**TASK OBJECTIVE**
Pull out the whole passage about the families in Mingora and reproduce it word for word.

**TEXT PROVIDED**
..........

Riaz's father, Riaz Ahmad, a primary school teacher in Amankot, a village on the edge of Mingora city, said he varied his route to work because he had been warned he too had become a target.

On December 4th, 2012, a blast in Riaz’s neighbourhood killed one woman and injured a further six. Police officials said the blast was caused by a gas leak, but many in the community believe it was a targeted attack aimed at Riaz.

“After the blast, the neighbours said that it was because of me and told my father we had to move,” said Riaz, “They said that I would attract more attacks.”

Ramzan lives on the other side of Mingora, down a narrow alley behind Gulshan Chowk, a local marketplace, where her father runs a small bakery. She said local residents also told her father the family had to move because Ramzan posed a threat to the entire community.

Neither family has moved, and Mingora has been relatively peaceful since the October 9th attack. Pakistan’s army has maintained tight control over the area since a 2009 operation to purge the Taliban from the region, which had become their stronghold.

Ramzan has to ask permission from the two policemen who sit in a small alcove beside the front door when she wants to leave her house.

The policemen follow her when she goes to school each day.

"My friends say I am like Kareena Kapoor from Bodyguard ," said Shazia Ramzan with a giggle, referring to the Bollywood film about a girl who devises an elaborate plan to evade her bodyguard.

Her father, Muhammad Ramzam, said that any time someone came to visit he was meant to tell the police guards - a challenging task in a culture where family members constantly flit between the homes of different branches of the family.

There were sounds of women giggling in the next room. When Ramzan took me through to introduce me to her mother, I found two sisters, a sister-in-law and four cousins sitting in the open-air kitchen. Ramzan’s six-year-old sister and eight-year-old cousin were trying to apply bright pink lipstick to each other, which prompted shrieks of laughter from the watching adults.

..........

**LISTED ENTRIES**
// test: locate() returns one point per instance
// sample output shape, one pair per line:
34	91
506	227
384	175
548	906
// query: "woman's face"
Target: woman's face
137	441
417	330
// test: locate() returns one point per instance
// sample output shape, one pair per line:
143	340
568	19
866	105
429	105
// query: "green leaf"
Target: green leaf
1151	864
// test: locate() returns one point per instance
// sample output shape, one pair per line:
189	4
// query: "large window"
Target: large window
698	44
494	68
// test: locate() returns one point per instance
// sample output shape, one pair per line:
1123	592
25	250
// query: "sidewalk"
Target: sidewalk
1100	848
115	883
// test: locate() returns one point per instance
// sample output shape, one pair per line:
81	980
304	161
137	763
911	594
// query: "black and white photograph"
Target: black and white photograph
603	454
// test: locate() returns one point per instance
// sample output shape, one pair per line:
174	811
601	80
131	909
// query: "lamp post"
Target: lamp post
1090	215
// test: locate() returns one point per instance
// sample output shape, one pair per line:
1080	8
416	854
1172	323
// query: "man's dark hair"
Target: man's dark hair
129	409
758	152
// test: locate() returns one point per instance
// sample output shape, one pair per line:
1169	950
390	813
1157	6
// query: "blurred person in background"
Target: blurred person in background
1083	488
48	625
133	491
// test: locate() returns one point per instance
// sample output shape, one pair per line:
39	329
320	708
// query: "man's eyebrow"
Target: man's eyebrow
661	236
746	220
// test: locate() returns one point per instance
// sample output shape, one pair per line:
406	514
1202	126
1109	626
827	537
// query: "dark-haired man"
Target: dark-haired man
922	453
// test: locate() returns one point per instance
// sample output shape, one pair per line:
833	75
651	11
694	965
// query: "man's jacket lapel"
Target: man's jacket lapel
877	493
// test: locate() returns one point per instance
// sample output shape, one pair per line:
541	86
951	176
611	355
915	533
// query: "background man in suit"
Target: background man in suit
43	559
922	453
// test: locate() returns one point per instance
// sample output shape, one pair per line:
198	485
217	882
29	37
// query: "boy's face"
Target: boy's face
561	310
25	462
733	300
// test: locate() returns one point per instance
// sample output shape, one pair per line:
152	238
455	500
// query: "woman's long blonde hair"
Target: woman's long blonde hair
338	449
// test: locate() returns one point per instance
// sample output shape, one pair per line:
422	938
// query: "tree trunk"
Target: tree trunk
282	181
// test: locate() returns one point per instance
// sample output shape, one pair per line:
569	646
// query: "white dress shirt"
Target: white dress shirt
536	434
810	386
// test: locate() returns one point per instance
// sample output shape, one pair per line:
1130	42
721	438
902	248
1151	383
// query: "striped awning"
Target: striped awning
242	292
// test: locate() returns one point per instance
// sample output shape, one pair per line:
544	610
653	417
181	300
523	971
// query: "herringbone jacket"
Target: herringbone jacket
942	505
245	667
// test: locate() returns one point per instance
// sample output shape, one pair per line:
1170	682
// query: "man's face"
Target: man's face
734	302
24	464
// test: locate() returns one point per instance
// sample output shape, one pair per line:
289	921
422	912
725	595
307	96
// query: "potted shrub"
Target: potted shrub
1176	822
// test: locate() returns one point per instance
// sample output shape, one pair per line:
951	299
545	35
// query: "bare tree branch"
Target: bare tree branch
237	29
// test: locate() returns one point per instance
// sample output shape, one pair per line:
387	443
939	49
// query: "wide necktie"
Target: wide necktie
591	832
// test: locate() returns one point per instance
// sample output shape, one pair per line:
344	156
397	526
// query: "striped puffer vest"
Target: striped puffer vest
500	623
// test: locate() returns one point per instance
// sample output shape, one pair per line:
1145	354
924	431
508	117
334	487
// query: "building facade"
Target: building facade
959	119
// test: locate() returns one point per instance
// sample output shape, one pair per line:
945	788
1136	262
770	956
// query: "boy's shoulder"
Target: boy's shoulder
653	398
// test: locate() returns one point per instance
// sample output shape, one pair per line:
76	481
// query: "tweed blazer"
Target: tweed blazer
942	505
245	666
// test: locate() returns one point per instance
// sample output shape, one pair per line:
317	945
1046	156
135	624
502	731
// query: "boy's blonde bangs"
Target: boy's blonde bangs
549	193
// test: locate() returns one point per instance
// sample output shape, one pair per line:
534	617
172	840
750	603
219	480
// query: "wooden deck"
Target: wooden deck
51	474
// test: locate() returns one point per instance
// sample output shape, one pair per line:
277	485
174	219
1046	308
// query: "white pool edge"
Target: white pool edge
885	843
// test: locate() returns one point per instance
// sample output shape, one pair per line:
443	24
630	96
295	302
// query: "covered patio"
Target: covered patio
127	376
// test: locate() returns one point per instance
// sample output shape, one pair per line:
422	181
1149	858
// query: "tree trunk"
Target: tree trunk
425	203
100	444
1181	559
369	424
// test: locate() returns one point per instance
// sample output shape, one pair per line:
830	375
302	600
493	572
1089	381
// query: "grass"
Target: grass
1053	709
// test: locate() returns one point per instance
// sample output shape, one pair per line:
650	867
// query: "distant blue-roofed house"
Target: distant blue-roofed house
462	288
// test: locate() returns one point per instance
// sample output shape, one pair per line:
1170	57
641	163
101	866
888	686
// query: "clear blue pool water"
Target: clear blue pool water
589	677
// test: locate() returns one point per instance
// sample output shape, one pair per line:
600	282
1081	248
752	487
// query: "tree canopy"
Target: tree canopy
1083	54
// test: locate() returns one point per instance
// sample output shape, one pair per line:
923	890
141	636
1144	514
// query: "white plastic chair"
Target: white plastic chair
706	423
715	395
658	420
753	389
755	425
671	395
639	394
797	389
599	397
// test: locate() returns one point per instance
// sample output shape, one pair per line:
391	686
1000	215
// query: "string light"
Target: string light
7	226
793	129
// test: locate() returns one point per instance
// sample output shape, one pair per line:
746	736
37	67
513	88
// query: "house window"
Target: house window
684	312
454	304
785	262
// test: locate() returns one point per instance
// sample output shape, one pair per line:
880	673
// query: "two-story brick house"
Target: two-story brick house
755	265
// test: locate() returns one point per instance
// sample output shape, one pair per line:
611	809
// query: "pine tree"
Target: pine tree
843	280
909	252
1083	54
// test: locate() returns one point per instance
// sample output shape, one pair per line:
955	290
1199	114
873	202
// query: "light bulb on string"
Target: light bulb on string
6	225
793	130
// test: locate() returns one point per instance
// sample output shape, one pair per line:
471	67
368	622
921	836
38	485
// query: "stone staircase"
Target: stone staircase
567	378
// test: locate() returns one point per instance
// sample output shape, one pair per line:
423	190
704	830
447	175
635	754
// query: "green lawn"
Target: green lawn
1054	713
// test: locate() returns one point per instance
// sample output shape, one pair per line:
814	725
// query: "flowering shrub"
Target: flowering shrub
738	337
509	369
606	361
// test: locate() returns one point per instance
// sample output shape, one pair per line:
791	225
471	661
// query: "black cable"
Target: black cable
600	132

..........

**RESPONSE BOX**
Riaz's father, Riaz Ahmad, a primary school teacher in Amankot, a village on the edge of Mingora city, said he varied his route to work because he had been warned he too had become a target.

On December 4th, 2012, a blast in Riaz’s neighbourhood killed one woman and injured a further six. Police officials said the blast was caused by a gas leak, but many in the community believe it was a targeted attack aimed at Riaz.

“After the blast, the neighbours said that it was because of me and told my father we had to move,” said Riaz, “They said that I would attract more attacks.”

Ramzan lives on the other side of Mingora, down a narrow alley behind Gulshan Chowk, a local marketplace, where her father runs a small bakery. She said local residents also told her father the family had to move because Ramzan posed a threat to the entire community.

Neither family has moved, and Mingora has been relatively peaceful since the October 9th attack. Pakistan’s army has maintained tight control over the area since a 2009 operation to purge the Taliban from the region, which had become their stronghold.

Ramzan has to ask permission from the two policemen who sit in a small alcove beside the front door when she wants to leave her house.

The policemen follow her when she goes to school each day.

"My friends say I am like Kareena Kapoor from Bodyguard ," said Shazia Ramzan with a giggle, referring to the Bollywood film about a girl who devises an elaborate plan to evade her bodyguard.

Her father, Muhammad Ramzam, said that any time someone came to visit he was meant to tell the police guards - a challenging task in a culture where family members constantly flit between the homes of different branches of the family.

There were sounds of women giggling in the next room. When Ramzan took me through to introduce me to her mother, I found two sisters, a sister-in-law and four cousins sitting in the open-air kitchen. Ramzan’s six-year-old sister and eight-year-old cousin were trying to apply bright pink lipstick to each other, which prompted shrieks of laughter from the watching adults.